Extract each line of the entries below that contains the string "Target".
== Stored records ==
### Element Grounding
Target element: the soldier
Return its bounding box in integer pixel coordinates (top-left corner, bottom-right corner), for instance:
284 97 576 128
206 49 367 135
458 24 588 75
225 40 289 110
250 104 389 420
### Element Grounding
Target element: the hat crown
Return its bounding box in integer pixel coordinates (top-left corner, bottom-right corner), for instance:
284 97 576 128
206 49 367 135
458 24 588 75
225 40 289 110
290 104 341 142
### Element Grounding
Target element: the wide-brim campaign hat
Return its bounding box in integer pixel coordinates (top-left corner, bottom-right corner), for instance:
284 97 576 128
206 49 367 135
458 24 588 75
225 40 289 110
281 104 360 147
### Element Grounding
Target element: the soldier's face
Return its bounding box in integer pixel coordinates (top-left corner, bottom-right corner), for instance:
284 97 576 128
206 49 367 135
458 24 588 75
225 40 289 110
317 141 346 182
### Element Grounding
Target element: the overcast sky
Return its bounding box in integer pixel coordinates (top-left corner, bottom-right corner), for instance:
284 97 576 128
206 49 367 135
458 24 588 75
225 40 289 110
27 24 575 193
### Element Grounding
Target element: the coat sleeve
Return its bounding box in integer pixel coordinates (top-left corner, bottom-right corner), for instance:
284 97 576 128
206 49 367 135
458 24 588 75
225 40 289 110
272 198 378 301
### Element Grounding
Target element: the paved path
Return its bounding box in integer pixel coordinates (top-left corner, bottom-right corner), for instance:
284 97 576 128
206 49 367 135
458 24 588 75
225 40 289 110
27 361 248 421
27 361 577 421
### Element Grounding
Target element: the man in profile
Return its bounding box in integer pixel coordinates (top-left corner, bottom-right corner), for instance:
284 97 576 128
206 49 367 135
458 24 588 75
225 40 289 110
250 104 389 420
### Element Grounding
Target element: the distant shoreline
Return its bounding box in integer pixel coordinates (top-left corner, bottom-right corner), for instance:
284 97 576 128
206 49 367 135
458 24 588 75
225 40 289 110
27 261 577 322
===
[The output]
Target element: the soldier
Target element: the hat crown
Target element: the wide-brim campaign hat
Target element: the soldier's face
Target element: the overcast sky
Target element: the coat sleeve
Target element: the paved path
Target element: the man in profile
Target element: the distant shoreline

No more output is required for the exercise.